Let $G$ be a group of order $4p$, where $p$ is a prime $>3$ and $\equiv 3\pmod 4$. By Sylow's theorems, we have Sylow subgroups $S_p$ (of order $p$) and $S_2$ (of order $4$) of $G$. The number of such $S_p$ is a divisor of $4p$ and $\equiv 1\pmod p$, hence is $1$, namely $S_p$ is a unique and normal subgroup of order $p$. $S_2$ acts on $S_p$ by $$\varphi\colon S_2\rightarrow \mathrm{Aut}(S_p),\ g\mapsto (x\mapsto gxg^{-1}).$$ Clearly $S_p\cap S_2=\{1\}$ and $S_p$ and $S_2$ generate $G$, so $G$ is a semi-direct product $G\simeq S_p\rtimes S_2$. Note that $S_p=\langle x_1\rangle$ is a cyclic group with $\mathrm{Aut}(S_p)\simeq C_{p-1}$ a cyclic group of order $p-1$ whose generator $\sigma$ maps $x_1$ to $x_1^k$, where $k$ is a primitive root modulo $p$.

Exercise description> Edit the stretch of the passage on groups of order 4p from "Let $G$ be a" through "root modulo $p$.", writing "semidirect product" in place of "semi-direct product". Work only from the passage on groups of order 4p.

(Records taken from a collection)
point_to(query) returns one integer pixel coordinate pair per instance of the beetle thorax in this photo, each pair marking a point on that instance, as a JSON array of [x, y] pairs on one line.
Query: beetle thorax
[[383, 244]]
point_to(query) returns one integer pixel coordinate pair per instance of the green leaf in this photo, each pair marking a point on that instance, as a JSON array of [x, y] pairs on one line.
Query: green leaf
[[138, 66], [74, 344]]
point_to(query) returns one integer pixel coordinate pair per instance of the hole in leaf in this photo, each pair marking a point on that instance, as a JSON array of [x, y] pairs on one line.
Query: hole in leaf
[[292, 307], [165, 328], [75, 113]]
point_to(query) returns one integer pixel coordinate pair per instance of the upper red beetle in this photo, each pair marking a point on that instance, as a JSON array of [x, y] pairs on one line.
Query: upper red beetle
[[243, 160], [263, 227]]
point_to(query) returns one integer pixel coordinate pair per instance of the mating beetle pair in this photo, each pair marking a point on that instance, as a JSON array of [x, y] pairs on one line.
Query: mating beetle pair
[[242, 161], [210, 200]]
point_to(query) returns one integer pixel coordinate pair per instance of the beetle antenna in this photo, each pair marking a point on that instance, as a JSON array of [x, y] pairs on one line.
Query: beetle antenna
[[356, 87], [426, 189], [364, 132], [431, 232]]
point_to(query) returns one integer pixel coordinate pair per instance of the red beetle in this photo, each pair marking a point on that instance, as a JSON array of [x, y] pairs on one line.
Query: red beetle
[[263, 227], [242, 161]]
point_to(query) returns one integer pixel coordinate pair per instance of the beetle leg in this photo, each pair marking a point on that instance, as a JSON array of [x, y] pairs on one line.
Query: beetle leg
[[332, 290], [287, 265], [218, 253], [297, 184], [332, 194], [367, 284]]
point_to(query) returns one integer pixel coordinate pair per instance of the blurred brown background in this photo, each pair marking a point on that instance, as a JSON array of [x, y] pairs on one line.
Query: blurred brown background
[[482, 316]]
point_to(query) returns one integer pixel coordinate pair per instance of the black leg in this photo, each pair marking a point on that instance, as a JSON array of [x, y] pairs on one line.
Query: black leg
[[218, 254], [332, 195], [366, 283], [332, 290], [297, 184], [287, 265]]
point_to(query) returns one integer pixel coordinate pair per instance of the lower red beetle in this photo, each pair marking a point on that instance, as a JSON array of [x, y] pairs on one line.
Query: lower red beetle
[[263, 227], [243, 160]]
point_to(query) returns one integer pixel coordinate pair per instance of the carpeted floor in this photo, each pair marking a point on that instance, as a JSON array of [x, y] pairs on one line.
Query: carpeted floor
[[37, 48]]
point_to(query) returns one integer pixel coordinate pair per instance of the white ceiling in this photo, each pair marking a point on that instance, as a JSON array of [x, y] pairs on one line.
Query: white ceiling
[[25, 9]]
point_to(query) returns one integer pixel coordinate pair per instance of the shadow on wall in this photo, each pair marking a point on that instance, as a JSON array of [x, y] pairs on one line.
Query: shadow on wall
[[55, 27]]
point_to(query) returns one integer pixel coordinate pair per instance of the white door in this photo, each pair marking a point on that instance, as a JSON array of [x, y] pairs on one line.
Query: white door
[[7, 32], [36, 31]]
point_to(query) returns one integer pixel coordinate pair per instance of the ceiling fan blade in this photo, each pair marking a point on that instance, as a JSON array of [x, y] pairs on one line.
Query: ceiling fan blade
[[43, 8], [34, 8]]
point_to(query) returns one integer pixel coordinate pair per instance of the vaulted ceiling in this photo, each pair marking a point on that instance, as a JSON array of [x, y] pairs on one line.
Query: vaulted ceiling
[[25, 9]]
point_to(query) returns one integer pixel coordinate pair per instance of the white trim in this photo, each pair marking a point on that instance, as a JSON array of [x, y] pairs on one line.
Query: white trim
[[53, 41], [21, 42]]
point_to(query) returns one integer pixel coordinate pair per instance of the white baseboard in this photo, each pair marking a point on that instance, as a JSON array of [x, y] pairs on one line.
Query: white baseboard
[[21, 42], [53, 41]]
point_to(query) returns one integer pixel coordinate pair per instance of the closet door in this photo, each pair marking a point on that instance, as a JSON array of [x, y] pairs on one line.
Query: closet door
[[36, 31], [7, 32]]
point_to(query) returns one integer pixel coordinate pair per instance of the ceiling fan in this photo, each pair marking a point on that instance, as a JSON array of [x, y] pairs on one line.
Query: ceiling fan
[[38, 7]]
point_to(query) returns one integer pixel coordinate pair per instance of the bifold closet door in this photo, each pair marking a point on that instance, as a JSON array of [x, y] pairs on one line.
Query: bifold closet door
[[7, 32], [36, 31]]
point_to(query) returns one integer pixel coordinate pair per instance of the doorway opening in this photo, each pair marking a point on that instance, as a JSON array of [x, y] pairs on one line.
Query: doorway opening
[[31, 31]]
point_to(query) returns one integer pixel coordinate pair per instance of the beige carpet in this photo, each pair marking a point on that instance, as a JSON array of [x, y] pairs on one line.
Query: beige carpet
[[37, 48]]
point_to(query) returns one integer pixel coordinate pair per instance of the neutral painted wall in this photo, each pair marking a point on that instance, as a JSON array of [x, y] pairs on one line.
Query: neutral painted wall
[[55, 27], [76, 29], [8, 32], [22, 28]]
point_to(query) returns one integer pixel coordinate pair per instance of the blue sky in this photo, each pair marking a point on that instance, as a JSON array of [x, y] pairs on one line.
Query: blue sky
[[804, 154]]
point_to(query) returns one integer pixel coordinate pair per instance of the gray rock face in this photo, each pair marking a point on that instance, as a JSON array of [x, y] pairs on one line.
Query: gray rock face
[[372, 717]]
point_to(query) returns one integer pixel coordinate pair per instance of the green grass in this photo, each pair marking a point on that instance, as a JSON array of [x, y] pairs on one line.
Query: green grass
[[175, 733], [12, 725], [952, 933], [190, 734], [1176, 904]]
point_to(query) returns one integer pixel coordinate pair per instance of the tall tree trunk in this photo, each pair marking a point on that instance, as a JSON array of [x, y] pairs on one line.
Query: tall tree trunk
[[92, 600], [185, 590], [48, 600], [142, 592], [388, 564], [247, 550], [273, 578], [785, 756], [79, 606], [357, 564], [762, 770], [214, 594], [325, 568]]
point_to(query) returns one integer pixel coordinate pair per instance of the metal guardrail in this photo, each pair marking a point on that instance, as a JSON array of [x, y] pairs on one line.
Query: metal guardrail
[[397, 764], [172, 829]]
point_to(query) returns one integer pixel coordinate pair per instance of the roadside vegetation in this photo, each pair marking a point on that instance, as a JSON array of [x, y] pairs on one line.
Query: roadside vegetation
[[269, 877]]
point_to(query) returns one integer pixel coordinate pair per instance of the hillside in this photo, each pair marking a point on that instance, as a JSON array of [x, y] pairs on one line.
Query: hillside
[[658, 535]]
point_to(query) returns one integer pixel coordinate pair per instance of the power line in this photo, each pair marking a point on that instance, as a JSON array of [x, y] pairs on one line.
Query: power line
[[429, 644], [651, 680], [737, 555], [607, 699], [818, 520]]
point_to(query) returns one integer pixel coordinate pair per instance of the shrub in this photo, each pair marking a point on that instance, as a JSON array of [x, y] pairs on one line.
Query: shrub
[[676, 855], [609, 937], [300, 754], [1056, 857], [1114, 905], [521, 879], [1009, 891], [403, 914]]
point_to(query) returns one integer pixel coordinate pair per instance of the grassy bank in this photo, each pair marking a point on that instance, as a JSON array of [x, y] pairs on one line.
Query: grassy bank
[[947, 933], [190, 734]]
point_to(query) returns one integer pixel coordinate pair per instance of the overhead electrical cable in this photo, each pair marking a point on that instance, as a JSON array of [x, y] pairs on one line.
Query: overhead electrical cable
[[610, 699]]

Expected answer>
Let $G$ be a group of order $4p$, where $p$ is a prime $>3$ and $\equiv 3\pmod 4$. By Sylow's theorems, we have Sylow subgroups $S_p$ (of order $p$) and $S_2$ (of order $4$) of $G$. The number of such $S_p$ is a divisor of $4p$ and $\equiv 1\pmod p$, hence is $1$, namely $S_p$ is a unique and normal subgroup of order $p$. $S_2$ acts on $S_p$ by $$\varphi\colon S_2\rightarrow \mathrm{Aut}(S_p),\ g\mapsto (x\mapsto gxg^{-1}).$$ Clearly $S_p\cap S_2=\{1\}$ and $S_p$ and $S_2$ generate $G$, so $G$ is a semidirect product $G\simeq S_p\rtimes S_2$. Note that $S_p=\langle x_1\rangle$ is a cyclic group with $\mathrm{Aut}(S_p)\simeq C_{p-1}$ a cyclic group of order $p-1$ whose generator $\sigma$ maps $x_1$ to $x_1^k$, where $k$ is a primitive root modulo $p$.